OBJECTIF 1 :: Recopiez fidèlement un passage de l'extrait sur la prière ci-dessous : commencez aux mots "Pour demander la" et arrêtez-vous après "qui assiste l'Église.".
OBJECTIF 2 :: D'après l'extrait sur la prière ci-dessous, que Notre Seigneur reproche-t-il à ses Apôtres ?
OBJECTIF 3 :: Dans l'extrait sur la prière ci-dessous, relevez tout ce que le paragraphe commençant par « L'Église est une réalité spirituelle » dit de l'Esprit Saint.

EXTRAIT DU DOCUMENT ::
-*-
Pour demander la grâce
L'Église est une réalité spirituelle, une société visible c'est vrai, mais essentiellement surnaturelle et spirituelle. L'Esprit Saint est l'âme de l'Église, il en est l'architecte. C'est lui qui diffuse la vie du Christ, c'est-à-dire la vie de Dieu, la grâce dans les âmes ; c'est lui qui assiste l'Église.
Or l'Esprit Saint n'agit dans l'Église, Dieu de façon habituelle ne donne sa grâce ou du moins toute la mesure de grâce qu'il nous destine, que si nous le lui demandons. Même lorsqu'il a décidé de faire un saint, de nous donner tel secours, de faire telle œuvre, lorsqu'il a élaboré un plan comme celui de l'Église,
qui est son dessein éternel. Dieu ne le réalise et ne nous donne cette grâce que si nous le lui demandons.
La prière est une nécessité de l'économie providentielle. Pour nous en rendre compte nous n'avons qu'à lire l'Évangile. Nous voyons que Notre Seigneur choisit ses Apôtres, il les appelle, il en fait des apôtres, des prêtres, et cependant il leur dit de le prier. Il leur reproche de ne lui avoir encore rien demandé : " Priez donc, mon Père vous donnera, il vous exaucera parce qu'il vous aime, je le sais, mais priez-le : vous n'avez encore rien demandé "2.
Il leur promet l'Esprit Saint, il leur annonce sa venue d'une façon certaine ; et cependant, il leur demande de se mettre en prière dans l'attente de l'Esprit Saint, pour le faire venir.
-*-
DONNÉES ::
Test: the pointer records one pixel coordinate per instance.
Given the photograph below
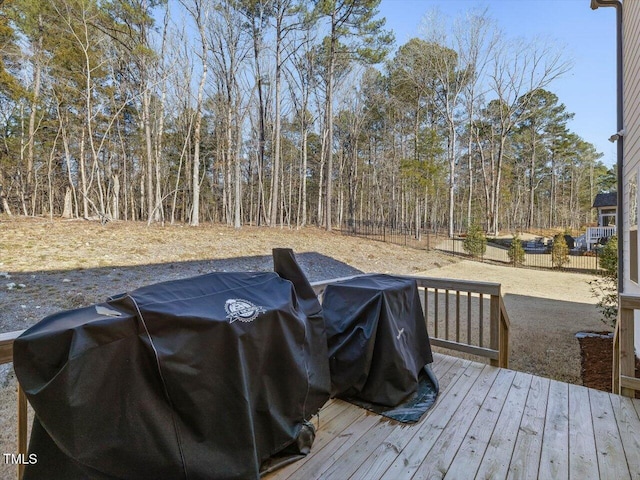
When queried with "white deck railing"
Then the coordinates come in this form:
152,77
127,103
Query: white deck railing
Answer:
594,234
-*-
RÉPONSE DÉTAILLÉE 1 ::
Pour demander la grâce
L'Église est une réalité spirituelle, une société visible c'est vrai, mais essentiellement surnaturelle et spirituelle. L'Esprit Saint est l'âme de l'Église, il en est l'architecte. C'est lui qui diffuse la vie du Christ, c'est-à-dire la vie de Dieu, la grâce dans les âmes ; c'est lui qui assiste l'Église.

RÉPONSE DÉTAILLÉE 2 :: Il leur reproche de ne lui avoir encore rien demandé.

RÉPONSE DÉTAILLÉE 3 ::
- Il est l'âme de l'Église.
- Il en est l'architecte.
- Il diffuse la vie du Christ, c'est-à-dire la vie de Dieu, la grâce dans les âmes.
- Il assiste l'Église.